START

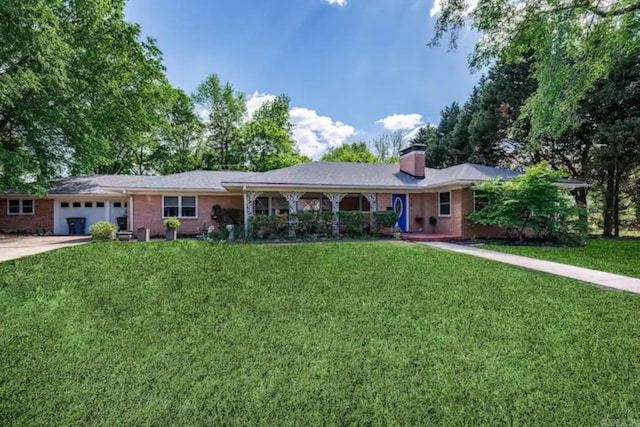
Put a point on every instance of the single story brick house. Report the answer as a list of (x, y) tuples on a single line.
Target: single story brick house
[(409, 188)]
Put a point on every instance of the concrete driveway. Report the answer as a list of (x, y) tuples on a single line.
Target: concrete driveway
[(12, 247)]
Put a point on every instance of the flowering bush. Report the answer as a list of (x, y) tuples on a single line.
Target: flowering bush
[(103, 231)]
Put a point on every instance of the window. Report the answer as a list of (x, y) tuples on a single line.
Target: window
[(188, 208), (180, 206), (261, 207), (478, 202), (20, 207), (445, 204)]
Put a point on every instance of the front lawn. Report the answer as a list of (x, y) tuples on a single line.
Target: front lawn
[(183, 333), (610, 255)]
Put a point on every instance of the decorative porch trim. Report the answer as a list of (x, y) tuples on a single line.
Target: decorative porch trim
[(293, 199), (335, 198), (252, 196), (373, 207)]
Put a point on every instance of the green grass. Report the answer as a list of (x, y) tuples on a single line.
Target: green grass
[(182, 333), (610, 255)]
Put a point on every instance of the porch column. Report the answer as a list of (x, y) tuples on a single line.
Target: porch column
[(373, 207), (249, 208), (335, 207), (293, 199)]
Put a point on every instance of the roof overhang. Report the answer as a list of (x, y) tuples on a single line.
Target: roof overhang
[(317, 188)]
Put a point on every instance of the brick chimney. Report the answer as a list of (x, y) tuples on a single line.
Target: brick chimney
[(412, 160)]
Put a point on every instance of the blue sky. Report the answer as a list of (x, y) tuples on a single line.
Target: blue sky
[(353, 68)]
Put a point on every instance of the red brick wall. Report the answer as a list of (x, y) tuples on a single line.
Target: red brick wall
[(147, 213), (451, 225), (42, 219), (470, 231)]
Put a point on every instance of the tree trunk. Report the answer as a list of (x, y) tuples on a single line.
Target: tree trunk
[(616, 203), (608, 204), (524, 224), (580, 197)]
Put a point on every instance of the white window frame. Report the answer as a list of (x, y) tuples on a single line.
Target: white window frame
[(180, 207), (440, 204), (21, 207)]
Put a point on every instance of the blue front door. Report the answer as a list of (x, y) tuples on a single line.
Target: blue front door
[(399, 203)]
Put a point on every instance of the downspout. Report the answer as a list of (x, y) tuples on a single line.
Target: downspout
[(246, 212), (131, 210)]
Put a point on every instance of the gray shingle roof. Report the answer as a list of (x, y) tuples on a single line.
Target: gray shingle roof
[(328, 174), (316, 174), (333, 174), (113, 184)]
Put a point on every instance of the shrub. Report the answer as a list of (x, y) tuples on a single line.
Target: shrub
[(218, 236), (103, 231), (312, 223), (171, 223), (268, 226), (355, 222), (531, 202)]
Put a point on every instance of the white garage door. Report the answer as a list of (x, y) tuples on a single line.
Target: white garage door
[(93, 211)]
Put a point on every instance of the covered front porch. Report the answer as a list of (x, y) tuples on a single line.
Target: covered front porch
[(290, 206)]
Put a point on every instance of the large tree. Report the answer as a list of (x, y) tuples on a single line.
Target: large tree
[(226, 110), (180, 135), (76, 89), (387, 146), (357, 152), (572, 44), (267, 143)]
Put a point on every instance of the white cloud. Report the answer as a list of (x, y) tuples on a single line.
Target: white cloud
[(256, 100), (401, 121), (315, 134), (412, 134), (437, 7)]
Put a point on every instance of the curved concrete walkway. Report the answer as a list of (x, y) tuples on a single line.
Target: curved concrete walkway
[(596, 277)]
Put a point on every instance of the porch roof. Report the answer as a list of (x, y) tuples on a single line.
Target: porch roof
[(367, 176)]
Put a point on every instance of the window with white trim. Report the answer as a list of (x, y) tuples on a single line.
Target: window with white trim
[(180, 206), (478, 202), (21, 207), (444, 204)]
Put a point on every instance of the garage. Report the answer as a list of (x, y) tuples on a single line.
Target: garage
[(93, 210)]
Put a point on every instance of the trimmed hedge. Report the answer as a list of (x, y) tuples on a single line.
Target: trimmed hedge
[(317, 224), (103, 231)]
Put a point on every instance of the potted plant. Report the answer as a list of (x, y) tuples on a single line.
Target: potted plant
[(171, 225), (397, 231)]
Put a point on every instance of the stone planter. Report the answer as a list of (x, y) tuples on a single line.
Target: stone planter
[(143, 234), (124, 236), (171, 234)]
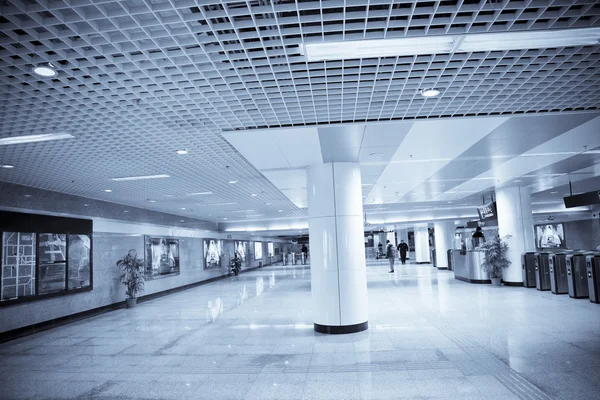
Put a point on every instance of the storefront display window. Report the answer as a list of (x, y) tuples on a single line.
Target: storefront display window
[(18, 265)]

END

- Task prompt: Convert the rows above into a two-column CSV with the header instruction,points, giving one CSV line per row, with the row's text under instruction and its answer under points. Put each in a single quoted field with line breaks turned into spaces, and leave out the pictures.

- Expected output:
instruction,points
"Put a point on every instance of the single story brick house. Report the answer as a list of (x, y) tuples on a single line. Target: single story brick house","[(409, 188)]"
"Put a point on every instance of the concrete driveway. Report the answer as a list of (x, y) tuples on a single line. Target: concrete driveway","[(12, 247)]"
"Put a point on every instance of the flowering bush. Report the answer as a list of (x, y) tuples on a single line. Target: flowering bush","[(103, 231)]"
"Put a point on every instance of the window. Report the answer as a list of (x, y) tuples on a single line. Target: window","[(188, 208), (180, 206), (261, 207), (478, 202), (20, 207), (445, 204)]"
"Put a point on every instance of the front lawn. Report the answer as a list of (x, y) tuples on a single line. Target: front lawn","[(183, 333), (610, 255)]"
"Put a point on every instance of the decorative porch trim. Report the answer as a list of (x, y) tuples on a single line. Target: decorative porch trim","[(293, 199), (335, 198), (252, 196), (373, 207)]"
"Put a point on every instance of the green grass. Report the answer as a list of (x, y) tuples on a single line. Target: green grass","[(182, 333), (610, 255)]"
"Put a point on every instance of the porch column. Report the answer as a list of (x, y) tuples on a single line. Target: porch column","[(373, 207), (249, 208), (335, 207), (293, 199)]"
"Put a point on every instance of the roof overhang. Report the answer as a list of (x, y) tuples on a single line. Target: roof overhang","[(317, 188)]"
"Put a point on every instance of the brick chimney. Report the answer as a list of (x, y) tuples on a single line. Target: brick chimney","[(412, 160)]"
"Put a point on every instance of the blue sky. Report the answer as a list of (x, y) tuples on a single line. Target: blue sky","[(353, 68)]"
"Put a point on every instance of the red brick wall. Report the answer as a list of (x, y) tuples on a single line. Target: red brick wall","[(147, 213), (451, 225), (42, 219), (470, 231)]"
"Put a point on every instance of the tree trunk. Report the answer as a list of (x, y) tuples on a single line. Target: tree trunk","[(616, 203), (608, 204), (524, 224), (580, 197)]"
"Put a point on every instance of the white window frame. Report the answer as a list of (x, y) tuples on a single line. Target: white window frame","[(180, 207), (440, 204), (21, 207)]"
"Put a point on every instance of the blue front door. Report the answer as a list of (x, y) tuples on a single line. Target: blue front door","[(399, 203)]"
"Put a point on every instance of the downspout. Report the answer as a list of (x, y) tuples on a single line. Target: downspout","[(246, 212), (131, 210)]"
"Put a point on every instance of the gray shingle roof. Report the answer as a list of (x, y) tuples on a single line. Target: gray shingle roof","[(328, 174), (316, 174), (333, 174), (113, 184)]"
"Put a point on every instance of the shrub. Report the answer as a list of (x, y) tuples on a single line. Target: shrub","[(218, 236), (103, 231), (312, 223), (171, 223), (268, 226), (355, 222), (531, 202)]"
"Put a point on every instance of the white garage door. Report the answer as a list of (x, y) tuples on a single line. Target: white garage door","[(93, 211)]"
"Put a point on every instance of the covered front porch. Report the answer as a list of (x, y) tuples on a single line. Target: covered front porch","[(290, 206)]"
"Put a point on every instance of the large tree. Report the answer as a list of (x, y) tuples on a single line. Target: large tree","[(226, 110), (180, 135), (76, 89), (387, 146), (357, 152), (572, 44), (267, 143)]"
"Put a point on every instance of the white cloud. Report the answer as a list of (x, y) tuples on a single line. Target: white cloud","[(256, 100), (401, 121), (315, 134), (412, 134), (437, 7)]"
"Put a point on every instance of the curved concrete walkway. Report the answer as a list of (x, y) tuples on a single line. Target: curved concrete walkway","[(596, 277)]"
"Put a point on every instance of the porch roof. Report the answer as a list of (x, y) tuples on a single line. Target: porch roof","[(367, 176)]"
"Put a point on every instance of the window with white trim. Report the answer as a list of (x, y) tuples on a single line. Target: window with white trim","[(180, 206), (478, 202), (21, 207), (444, 204)]"
"Put a point on every instance of the garage. Report the answer as a list of (x, y) tuples on a single line. Target: garage","[(93, 210)]"
"Put a point on every instance of the trimmed hedge. Report the answer as a list of (x, y) tuples on a single line. Target: trimmed hedge","[(317, 224), (103, 231)]"
"Put a point on every instance of the potted plant. Report the answer as a list of (x, y) tuples on a single line. Target: potted plant","[(171, 225), (397, 231)]"
"Put a point on every instance of the stone planter. Report the answer as a list of (x, y) tuples on a single line. Target: stone planter","[(143, 234), (124, 236), (171, 234)]"
"Put a point on every instance of the storefront display window. Report the answer as a list of (x, y) tuples on a single line. Target: storefront display window","[(18, 265)]"